[Source data]:
# # # # #
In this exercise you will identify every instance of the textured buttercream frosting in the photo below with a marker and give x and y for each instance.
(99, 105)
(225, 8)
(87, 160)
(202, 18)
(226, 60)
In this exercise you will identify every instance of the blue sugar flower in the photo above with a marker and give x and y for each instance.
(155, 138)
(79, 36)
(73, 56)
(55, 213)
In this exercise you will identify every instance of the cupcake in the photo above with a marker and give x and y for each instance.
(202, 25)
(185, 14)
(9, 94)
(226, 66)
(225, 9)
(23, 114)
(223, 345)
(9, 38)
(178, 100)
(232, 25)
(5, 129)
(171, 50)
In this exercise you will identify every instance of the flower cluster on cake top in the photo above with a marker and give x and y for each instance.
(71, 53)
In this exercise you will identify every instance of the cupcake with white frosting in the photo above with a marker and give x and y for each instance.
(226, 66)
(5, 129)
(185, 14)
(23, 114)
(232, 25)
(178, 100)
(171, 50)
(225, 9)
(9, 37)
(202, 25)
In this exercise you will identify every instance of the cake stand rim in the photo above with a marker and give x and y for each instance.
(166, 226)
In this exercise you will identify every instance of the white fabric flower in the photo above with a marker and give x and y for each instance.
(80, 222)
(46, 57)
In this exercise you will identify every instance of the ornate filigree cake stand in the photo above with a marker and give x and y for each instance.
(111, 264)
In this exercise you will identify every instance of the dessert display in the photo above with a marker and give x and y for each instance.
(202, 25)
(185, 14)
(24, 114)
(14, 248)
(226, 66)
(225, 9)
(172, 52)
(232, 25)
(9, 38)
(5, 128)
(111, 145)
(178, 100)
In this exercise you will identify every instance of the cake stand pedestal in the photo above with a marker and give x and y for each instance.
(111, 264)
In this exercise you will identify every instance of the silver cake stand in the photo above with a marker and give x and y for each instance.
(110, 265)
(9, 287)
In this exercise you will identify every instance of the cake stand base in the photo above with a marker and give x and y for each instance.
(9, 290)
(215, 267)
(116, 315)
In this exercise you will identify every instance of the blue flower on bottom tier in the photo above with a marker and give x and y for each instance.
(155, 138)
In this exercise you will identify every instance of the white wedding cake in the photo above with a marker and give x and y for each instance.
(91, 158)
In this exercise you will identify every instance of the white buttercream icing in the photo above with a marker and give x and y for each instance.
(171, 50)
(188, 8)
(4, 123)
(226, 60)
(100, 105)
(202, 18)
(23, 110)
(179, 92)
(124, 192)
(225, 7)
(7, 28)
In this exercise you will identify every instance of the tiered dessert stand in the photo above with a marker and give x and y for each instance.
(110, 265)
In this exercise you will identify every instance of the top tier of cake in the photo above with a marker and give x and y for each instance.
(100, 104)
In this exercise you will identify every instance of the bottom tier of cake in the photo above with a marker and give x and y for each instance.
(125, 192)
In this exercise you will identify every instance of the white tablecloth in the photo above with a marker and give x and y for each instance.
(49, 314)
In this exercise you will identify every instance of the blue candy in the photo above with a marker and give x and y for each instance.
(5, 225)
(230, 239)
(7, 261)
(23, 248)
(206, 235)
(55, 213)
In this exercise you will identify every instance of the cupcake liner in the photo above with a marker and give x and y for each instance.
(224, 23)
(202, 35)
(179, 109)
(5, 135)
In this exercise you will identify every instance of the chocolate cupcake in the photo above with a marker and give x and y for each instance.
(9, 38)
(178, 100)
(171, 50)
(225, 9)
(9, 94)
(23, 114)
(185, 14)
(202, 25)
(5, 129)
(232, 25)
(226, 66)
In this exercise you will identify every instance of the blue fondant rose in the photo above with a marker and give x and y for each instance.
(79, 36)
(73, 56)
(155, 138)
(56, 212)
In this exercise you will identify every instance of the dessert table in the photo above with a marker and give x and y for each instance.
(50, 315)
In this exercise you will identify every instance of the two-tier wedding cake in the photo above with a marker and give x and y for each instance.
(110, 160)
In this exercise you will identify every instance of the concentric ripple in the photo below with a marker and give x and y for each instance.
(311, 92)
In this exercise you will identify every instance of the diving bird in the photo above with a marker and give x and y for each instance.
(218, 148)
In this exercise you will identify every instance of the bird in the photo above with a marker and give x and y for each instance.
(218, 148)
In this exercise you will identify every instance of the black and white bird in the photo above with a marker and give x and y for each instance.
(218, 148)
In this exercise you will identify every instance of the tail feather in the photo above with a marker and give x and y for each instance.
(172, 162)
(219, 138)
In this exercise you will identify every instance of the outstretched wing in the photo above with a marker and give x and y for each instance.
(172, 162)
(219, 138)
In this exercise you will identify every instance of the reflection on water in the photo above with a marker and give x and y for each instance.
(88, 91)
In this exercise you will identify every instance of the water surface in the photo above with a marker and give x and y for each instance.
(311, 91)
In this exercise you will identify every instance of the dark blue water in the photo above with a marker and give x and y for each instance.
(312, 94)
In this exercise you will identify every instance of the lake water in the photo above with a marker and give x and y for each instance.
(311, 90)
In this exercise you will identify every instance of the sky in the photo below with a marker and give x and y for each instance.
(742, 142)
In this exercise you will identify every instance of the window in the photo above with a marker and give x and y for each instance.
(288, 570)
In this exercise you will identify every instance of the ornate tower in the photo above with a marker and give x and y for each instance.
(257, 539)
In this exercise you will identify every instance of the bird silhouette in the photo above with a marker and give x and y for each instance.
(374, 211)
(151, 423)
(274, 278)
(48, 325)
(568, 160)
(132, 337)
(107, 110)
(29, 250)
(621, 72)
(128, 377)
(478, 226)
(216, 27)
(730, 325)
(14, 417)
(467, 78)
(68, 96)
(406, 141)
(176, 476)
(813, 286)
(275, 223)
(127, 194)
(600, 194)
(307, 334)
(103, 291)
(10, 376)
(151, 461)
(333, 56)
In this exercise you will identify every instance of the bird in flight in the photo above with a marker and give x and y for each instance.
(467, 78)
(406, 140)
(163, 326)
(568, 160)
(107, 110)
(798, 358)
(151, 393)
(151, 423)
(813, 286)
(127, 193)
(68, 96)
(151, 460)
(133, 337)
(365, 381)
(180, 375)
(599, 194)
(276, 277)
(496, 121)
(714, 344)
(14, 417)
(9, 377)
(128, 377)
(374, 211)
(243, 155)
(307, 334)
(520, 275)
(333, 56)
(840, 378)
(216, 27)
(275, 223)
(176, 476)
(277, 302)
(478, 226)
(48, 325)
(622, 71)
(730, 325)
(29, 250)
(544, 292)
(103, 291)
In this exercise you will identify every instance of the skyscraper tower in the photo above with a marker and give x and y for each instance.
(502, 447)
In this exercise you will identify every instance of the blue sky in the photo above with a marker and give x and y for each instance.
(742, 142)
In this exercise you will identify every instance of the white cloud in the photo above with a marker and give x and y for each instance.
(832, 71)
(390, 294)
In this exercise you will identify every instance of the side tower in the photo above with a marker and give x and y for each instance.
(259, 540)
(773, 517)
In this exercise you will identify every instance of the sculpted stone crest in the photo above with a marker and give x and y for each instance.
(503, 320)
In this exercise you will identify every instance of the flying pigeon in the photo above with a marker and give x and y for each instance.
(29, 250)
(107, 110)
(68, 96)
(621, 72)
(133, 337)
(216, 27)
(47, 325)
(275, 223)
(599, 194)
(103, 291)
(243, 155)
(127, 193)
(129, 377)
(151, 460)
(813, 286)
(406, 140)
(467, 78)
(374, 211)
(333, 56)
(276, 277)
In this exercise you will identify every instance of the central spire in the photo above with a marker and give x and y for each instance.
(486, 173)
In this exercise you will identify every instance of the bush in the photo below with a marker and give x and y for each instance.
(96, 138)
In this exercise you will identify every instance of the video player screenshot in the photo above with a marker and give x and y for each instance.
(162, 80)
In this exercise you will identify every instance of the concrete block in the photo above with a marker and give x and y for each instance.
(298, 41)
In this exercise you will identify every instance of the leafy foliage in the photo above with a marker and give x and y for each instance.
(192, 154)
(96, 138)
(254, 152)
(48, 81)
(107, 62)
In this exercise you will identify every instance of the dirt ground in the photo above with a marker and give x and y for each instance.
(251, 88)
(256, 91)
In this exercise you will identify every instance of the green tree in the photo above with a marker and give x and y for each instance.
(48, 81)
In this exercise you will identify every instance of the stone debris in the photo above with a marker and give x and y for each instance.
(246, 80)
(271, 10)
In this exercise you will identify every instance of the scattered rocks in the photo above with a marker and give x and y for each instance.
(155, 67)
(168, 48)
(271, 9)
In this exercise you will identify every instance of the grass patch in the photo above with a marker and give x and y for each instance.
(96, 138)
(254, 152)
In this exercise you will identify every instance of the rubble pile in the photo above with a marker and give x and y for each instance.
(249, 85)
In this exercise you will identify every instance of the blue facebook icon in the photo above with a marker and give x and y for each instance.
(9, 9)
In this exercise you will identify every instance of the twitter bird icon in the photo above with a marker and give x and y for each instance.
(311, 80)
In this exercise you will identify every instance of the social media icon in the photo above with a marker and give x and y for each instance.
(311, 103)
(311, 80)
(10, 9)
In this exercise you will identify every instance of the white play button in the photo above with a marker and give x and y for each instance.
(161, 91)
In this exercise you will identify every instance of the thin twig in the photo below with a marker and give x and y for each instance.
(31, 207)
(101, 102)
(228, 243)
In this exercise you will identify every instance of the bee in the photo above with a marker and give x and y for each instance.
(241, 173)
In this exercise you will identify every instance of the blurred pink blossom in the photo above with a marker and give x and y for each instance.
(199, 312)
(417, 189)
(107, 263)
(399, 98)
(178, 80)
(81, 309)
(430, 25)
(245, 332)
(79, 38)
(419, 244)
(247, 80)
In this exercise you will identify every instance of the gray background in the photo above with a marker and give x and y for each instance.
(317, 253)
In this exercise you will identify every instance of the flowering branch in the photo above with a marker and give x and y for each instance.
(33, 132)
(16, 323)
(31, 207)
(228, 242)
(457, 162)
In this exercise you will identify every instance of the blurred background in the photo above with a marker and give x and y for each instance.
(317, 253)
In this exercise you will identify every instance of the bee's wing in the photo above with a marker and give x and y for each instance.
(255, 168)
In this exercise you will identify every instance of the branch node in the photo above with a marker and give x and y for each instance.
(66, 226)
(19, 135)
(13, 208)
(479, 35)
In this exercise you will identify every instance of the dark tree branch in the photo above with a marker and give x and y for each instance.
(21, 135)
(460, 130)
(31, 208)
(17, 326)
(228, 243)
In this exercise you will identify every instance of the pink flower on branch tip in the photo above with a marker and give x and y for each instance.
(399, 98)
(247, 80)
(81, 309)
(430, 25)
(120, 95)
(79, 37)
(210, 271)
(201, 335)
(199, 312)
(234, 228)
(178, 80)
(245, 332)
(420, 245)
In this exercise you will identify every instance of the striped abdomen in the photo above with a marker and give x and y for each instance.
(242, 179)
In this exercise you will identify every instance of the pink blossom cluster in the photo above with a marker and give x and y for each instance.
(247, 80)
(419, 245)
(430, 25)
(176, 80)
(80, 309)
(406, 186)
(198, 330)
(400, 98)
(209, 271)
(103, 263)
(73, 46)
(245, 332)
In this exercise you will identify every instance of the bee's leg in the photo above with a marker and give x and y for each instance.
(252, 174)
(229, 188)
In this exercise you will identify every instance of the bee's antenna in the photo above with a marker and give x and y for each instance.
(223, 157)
# # # # #
[STATED PROBLEM]:
Beginning at the line that contains "the blurred pink", retype each line of the listing up to and including the last one, exactly as it stands, and nothing else.

[ANSWER IN FULL]:
In this exercise you will identify every instance of the blurred pink blossom in the photo above with a marker and give x and y for each instance.
(199, 312)
(417, 189)
(107, 263)
(399, 98)
(178, 80)
(81, 309)
(430, 25)
(245, 332)
(79, 38)
(419, 244)
(247, 80)
In this exercise you will identify every instance of the gray background in the photo above with a marker and give x and y for each instance.
(317, 253)
In this exercise you will identify every instance of the flowering branch in the photo above with a marker and give x and y for each instance.
(33, 132)
(16, 323)
(31, 207)
(228, 242)
(457, 162)
In this exercise you will identify every instance of the blurred background in the photo above with a marker and give x and y for each instance.
(317, 253)
In this exercise you will identify every instance of the bee's wing in the photo above with a marker and give x and y for each instance.
(255, 168)
In this exercise you will identify every instance of the branch node in the photo above with a marker and give x and y for each instance.
(66, 226)
(19, 135)
(13, 208)
(479, 35)
In this exercise you will identify every instance of the dark tree branch in the photo above with a marker and give x and y for each instance.
(21, 135)
(460, 130)
(31, 208)
(17, 326)
(228, 243)
In this exercise you will identify every instance of the pink flower on branch tip in the photo above with a marker and give x and y for each instance.
(399, 98)
(247, 80)
(81, 309)
(430, 25)
(120, 95)
(79, 37)
(210, 271)
(201, 335)
(199, 312)
(234, 228)
(178, 80)
(245, 332)
(420, 245)
In this exercise you will identify every instance of the striped abdomen in the photo above with a marker and give x and y for each instance.
(242, 179)
In this exercise you will identify every instance of the pink blossom cluster in the photo above with a marker and give x and y for each instance.
(247, 80)
(419, 245)
(430, 25)
(176, 80)
(80, 309)
(406, 186)
(198, 330)
(400, 98)
(209, 271)
(103, 263)
(73, 46)
(245, 332)
In this exercise you will identify every instance of the bee's leg in the photo above with a marker and give x and y for each instance.
(252, 174)
(229, 188)
In this exercise you will identify every instance of the bee's antenna in the photo above with a marker and give x and y for each instance.
(223, 157)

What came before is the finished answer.